▶ Task prompt
Each line of the data should be transcribed exactly as given.

▶ Exercise inputs
******************************
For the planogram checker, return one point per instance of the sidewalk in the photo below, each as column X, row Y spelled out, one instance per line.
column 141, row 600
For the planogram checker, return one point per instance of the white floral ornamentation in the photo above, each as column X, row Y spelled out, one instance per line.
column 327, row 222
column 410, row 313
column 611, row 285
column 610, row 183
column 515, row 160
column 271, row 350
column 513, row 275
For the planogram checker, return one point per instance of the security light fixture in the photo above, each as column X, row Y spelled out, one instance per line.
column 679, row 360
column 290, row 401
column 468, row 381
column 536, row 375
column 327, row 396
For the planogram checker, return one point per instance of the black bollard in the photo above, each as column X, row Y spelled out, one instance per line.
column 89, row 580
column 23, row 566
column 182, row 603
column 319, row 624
******************************
▶ Answer
For the planogram checker, return one point per instance of the sidewalk in the photo below, each as column X, row Y spelled out, one instance per line.
column 141, row 600
For the planogram checker, return one point per instance of the white floral ornamentation in the photo above, each as column X, row Y spelled out, one instance per line.
column 327, row 222
column 410, row 313
column 611, row 285
column 610, row 183
column 515, row 160
column 271, row 350
column 513, row 275
For the planogram checker, return one point per instance of the security light fixture in the photo above, each as column X, row Y spelled out, one instance per line.
column 679, row 360
column 290, row 401
column 468, row 381
column 536, row 375
column 327, row 396
For the planogram checker, return one point per instance of the black bollard in the photo above, each as column X, row Y spelled out, one instance per line.
column 89, row 580
column 23, row 566
column 182, row 603
column 319, row 624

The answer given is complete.